▶ EXTRAIT CHOISI
:::::

Invité par “Première Performances of Hong-Kong”, à l’occasion de la 9ème édition du “HK International Chamber Music Festival” qui s’est déroulé du 13 au 24 janvier dernier, le musicien français se plait à bousculer les clichés auxquels est associé son instrument. Avec sa harpe, Emmanuel Ceysson parcourt la scène musicale internationale pour y donner des récitals en concerto ou en musique de chambre.

Première harpe de l’Orchestre de l’Opéra National de Paris en 2006, médaille d’Or et prix d’interprétation du Concours International de Harpe des Etats-Unis en 2004, premier prix et six prix spéciaux lors des auditions “Young Concert Artists” de New York en 2006 et premier prix du prestigieux Concours de l’ARD à Munich en 2009, il devient, ainsi, le premier harpiste à obtenir trois consécrations internationales majeures. En 2010, il est nommé dans la catégorie « Révélations Soliste Instrumentale » aux Victoires de la Musique Classique et reçoit, en Novembre 2011, un Prix d’Encouragement pour son début de carrière par l’Académie des Beaux-Arts de l’Institut de France (Fondation Simone Del Duca).

En plus d’accumuler les prix et les éloges des critiques, le jeune musicien donne régulièrement des “Master Class” en France et lors de ses tournées à l’étranger. Rencontre avec ce progige français.


Propos recueillis par Catya Martin

 

 

Trait d’Union : Vous découvrez la musique à l’âge de 6 ans et plus particulièrement la harpe. Quel conseil donneriez-vous aux jeunes enfants qui découvrent la musique ?

Emmanuel Ceysson : D’être gourmand, curieux, d’aller si possible aux concerts, et de ne pas se laisser influencer par la tendance à l’immédiateté… Lors de la première écoute du concerto pour flute et harpe de Mozart à 6 ans, j’ai tellement passé la cassette offerte par mes parents que la bande magnétique s’est cassée ! C’était plus fort que moi, il fallait que j’y revienne tous les jours!

:::::

▶ LIGNES DE DONNÉES
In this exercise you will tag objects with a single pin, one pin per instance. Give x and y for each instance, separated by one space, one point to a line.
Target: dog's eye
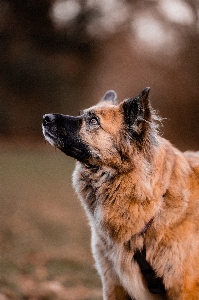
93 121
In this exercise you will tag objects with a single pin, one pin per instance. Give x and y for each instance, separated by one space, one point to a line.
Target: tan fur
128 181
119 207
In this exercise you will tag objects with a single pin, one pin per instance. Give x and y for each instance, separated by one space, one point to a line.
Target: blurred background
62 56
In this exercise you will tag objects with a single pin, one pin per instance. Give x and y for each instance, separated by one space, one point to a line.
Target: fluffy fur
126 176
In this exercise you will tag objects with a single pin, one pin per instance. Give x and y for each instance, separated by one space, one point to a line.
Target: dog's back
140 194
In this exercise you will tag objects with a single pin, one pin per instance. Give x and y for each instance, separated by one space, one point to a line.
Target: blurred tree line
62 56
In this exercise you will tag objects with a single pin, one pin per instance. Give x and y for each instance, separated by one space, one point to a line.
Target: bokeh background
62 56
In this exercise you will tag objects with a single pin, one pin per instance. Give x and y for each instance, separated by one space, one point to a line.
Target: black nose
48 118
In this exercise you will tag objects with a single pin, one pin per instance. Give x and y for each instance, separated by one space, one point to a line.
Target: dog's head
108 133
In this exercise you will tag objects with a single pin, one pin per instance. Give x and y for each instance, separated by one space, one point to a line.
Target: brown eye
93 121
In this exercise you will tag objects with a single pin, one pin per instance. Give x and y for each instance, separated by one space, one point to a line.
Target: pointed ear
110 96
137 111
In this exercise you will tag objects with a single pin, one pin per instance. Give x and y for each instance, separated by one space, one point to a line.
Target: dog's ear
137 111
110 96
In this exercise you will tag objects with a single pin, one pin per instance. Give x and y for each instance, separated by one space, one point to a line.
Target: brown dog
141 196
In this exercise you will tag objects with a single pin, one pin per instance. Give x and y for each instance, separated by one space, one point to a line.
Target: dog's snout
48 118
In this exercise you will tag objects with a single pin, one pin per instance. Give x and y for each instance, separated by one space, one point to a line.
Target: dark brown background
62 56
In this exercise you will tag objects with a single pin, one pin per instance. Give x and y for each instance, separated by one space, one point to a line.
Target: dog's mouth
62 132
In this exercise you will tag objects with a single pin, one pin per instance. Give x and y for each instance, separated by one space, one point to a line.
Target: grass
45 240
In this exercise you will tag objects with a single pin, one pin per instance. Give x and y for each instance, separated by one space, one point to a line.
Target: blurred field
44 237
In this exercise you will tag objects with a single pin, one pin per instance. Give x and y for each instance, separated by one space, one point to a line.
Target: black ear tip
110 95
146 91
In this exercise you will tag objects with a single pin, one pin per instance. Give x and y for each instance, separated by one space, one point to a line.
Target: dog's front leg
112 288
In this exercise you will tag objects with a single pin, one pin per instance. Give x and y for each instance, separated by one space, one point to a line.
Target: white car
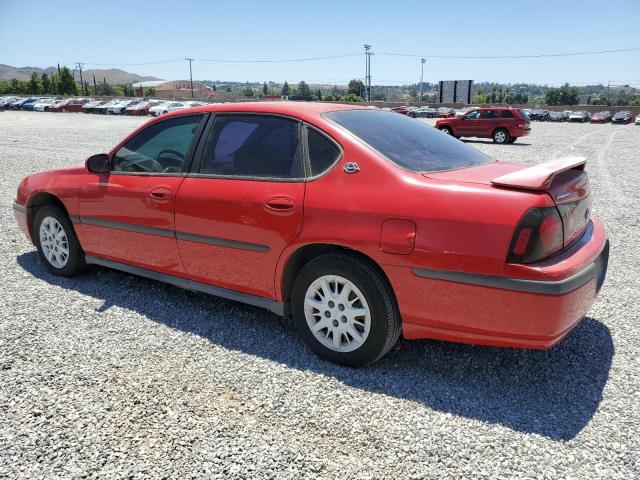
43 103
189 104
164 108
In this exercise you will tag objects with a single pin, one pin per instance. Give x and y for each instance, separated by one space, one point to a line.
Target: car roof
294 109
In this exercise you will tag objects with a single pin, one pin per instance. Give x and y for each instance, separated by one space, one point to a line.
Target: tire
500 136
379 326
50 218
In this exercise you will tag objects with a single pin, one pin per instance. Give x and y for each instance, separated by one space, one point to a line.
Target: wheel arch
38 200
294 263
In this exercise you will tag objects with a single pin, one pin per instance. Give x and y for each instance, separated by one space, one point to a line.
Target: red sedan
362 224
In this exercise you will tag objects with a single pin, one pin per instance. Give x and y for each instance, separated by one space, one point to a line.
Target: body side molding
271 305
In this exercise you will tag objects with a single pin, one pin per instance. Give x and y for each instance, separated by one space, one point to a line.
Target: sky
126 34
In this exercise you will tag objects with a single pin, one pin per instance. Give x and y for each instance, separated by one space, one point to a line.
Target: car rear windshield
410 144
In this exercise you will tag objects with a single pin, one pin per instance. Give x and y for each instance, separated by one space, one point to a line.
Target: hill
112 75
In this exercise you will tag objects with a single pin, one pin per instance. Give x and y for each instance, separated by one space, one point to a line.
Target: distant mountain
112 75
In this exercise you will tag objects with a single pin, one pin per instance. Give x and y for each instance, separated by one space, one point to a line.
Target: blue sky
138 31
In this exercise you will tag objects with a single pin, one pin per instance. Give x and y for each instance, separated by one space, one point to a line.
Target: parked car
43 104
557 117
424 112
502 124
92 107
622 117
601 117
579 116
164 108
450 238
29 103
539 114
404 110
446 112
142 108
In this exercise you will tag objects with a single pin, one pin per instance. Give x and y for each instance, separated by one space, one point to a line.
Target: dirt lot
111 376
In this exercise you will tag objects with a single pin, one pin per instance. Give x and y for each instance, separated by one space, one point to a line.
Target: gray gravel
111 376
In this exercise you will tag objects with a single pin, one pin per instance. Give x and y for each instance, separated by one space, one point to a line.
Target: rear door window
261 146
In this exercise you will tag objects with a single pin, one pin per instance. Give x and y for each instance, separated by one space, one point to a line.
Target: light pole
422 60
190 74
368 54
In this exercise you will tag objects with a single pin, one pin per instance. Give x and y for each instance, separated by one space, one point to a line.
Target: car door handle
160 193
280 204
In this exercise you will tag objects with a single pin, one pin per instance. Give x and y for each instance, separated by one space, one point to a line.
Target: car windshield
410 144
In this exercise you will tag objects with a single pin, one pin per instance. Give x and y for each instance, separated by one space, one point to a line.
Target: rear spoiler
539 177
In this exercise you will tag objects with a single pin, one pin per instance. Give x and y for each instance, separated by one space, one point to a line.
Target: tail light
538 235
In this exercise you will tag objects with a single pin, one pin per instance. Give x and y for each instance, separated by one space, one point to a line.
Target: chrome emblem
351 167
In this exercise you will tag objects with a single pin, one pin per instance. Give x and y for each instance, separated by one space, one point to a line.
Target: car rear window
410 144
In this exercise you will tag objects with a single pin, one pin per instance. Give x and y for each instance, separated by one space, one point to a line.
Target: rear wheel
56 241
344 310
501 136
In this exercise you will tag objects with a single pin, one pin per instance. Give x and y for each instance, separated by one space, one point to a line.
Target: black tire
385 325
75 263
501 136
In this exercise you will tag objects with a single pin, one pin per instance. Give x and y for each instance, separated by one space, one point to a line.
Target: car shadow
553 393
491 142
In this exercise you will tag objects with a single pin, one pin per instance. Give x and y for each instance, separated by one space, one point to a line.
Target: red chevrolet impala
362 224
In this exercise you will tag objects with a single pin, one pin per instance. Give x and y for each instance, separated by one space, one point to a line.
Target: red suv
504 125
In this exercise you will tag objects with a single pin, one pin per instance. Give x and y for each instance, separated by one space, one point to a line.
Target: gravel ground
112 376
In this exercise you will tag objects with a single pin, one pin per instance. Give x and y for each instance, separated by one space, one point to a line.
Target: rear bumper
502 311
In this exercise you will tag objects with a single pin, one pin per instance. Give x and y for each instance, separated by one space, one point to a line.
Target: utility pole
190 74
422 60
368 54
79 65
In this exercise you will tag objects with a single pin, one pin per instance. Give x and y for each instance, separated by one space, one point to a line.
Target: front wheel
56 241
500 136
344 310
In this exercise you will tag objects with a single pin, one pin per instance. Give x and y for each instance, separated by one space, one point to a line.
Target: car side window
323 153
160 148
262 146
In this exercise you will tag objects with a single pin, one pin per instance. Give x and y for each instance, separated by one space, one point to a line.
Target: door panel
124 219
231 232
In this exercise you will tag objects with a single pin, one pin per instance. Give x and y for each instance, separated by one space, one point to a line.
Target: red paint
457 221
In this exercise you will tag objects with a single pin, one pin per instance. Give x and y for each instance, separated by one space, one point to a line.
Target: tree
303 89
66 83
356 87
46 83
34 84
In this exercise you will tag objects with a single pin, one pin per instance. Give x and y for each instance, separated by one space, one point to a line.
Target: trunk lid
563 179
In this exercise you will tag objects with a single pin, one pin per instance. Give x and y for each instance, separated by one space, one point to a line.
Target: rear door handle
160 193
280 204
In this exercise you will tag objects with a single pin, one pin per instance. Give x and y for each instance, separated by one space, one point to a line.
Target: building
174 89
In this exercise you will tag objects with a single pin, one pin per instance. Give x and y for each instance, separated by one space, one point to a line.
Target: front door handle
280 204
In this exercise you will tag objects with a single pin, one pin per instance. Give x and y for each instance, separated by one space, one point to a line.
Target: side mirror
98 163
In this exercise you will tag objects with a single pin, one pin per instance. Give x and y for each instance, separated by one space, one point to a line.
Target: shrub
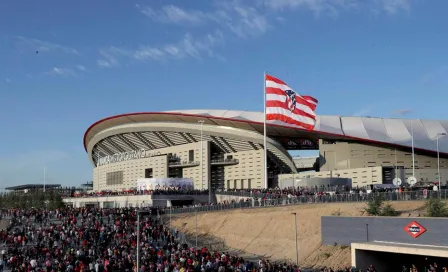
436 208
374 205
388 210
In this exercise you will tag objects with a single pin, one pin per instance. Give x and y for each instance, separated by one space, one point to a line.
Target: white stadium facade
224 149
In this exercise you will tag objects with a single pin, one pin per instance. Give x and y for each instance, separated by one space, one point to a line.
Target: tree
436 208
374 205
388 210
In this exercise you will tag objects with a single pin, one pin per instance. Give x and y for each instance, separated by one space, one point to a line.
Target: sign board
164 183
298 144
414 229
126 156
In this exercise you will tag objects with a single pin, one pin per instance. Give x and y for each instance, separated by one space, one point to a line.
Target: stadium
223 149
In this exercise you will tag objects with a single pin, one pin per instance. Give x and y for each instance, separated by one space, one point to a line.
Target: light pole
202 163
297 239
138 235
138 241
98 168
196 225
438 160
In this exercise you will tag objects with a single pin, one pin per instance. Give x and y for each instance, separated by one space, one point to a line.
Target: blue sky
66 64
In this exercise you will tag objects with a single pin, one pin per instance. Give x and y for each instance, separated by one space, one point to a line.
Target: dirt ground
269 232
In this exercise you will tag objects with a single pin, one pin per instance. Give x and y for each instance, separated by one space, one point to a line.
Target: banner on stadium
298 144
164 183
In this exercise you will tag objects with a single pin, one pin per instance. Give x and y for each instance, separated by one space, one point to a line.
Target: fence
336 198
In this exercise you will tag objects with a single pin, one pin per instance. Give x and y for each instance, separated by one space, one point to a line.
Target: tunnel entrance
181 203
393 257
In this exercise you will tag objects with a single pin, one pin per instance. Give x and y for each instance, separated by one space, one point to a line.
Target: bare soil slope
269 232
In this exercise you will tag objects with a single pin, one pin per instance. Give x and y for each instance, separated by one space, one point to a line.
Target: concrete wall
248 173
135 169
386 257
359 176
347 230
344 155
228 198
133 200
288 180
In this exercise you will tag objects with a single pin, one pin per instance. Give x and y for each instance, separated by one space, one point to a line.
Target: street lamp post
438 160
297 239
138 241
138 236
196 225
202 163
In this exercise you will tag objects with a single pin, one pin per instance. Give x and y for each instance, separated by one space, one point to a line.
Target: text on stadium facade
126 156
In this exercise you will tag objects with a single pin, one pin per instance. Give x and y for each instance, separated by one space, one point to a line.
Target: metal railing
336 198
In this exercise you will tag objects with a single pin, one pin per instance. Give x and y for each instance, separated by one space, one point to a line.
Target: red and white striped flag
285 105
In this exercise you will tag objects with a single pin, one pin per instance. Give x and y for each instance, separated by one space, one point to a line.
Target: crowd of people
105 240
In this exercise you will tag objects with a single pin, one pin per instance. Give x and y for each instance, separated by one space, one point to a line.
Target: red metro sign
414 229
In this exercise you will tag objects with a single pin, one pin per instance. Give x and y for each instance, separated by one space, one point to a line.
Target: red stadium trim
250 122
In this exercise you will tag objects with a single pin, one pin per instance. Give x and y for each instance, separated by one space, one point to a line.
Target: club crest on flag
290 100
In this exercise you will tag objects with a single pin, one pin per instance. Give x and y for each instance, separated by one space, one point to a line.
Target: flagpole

:::::

▶ CONSIGNE A
Dans l'extrait sur Emmanuel Ceysson, relevez tous les concours et auditions internationaux où il a obtenu un premier prix ou une médaille d'or.
▶ CONSIGNE B
Prolongez l'extrait sur Emmanuel Ceysson après sa dernière phrase.
Les lignes figurant plus haut forment un matériau indépendant de l'extrait.

▶ RÉPONSE A
- Concours International de Harpe des Etats-Unis (2004)
- Auditions « Young Concert Artists » de New York (2006)
- Concours de l'ARD à Munich (2009)

▶ RÉPONSE B
Et pour la découverte, notre maison était branchée continuellement sur France Musique, donc je baignais en permanence dans le classique. Aujourd’hui, à l’heure des tubes de variété de 3 minutes, on pourrait dire que l’écoute d’une symphonie de 50 minutes est fastidieuse, mais souvent, ce qui va toucher un enfant et lui donner le goût de la musique, ce ne sont que 10 secondes dans le fleuve de cette symphonie, il faut juste avoir la chance de tomber dessus au bon moment… Donc pour les parents, une radio classique en fond sonore est toujours une bonne idée !

 

Très vite vous avez engrangé les prix et distinctions jusqu’à devenir “l’enfant terrible de la harpe”. Cette notoriété a-t-elle changé la donne pour votre carrière ?

Oui et non, la réussite aux concours internationaux ne donne pas forcément une carrière, et de nombreux grands musiciens actuels ont réussi sans l’aide des concours : quand on gagne, il faut savoir “transformer l’essai”. Personnellement, plus qu’une recherche de résultats, les concours ont été pour moi l’occasion de me prouver quelque chose : j’avais besoin de la validation de mes pères, et de savoir me situer par rapport aux autres. Quand on est un musicien classique, on passe beaucoup de temps derrière son instrument, on ne finit plus par voir que ses défauts, qui prennent alors une taille démesurée… Les concours m’ont aidé à comprendre que malgré mes imperfections, ma musique arrivait à plaire, même à un jury de spécialistes. J’en ai tiré une confiance salutaire dans les années qui ont suivi.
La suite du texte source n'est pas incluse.